╭─ Extracted entries

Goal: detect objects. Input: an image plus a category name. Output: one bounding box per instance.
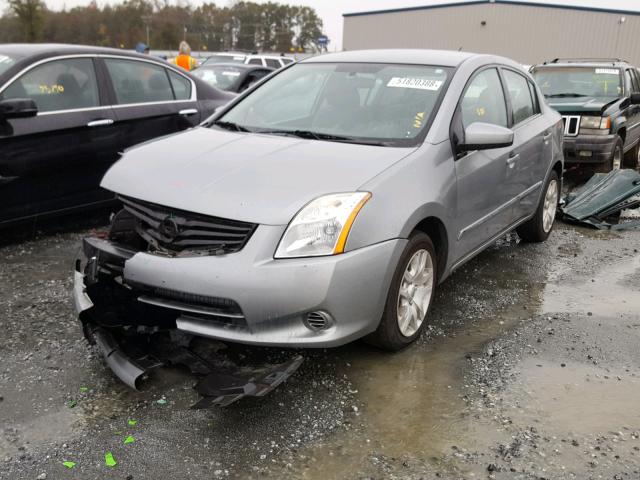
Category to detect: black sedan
[191,63,275,93]
[0,44,234,226]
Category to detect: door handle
[87,118,113,127]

╰─

Exercise aim » Could you write out the data above line for line, word for word, with the picture omitted?

Task response »
Goal: detect objects. Input: an image plus a category name. Output: one bounding box per instance.
Category to detect: black sedan
[191,63,275,93]
[0,44,234,226]
Category to detect: door handle
[87,118,113,127]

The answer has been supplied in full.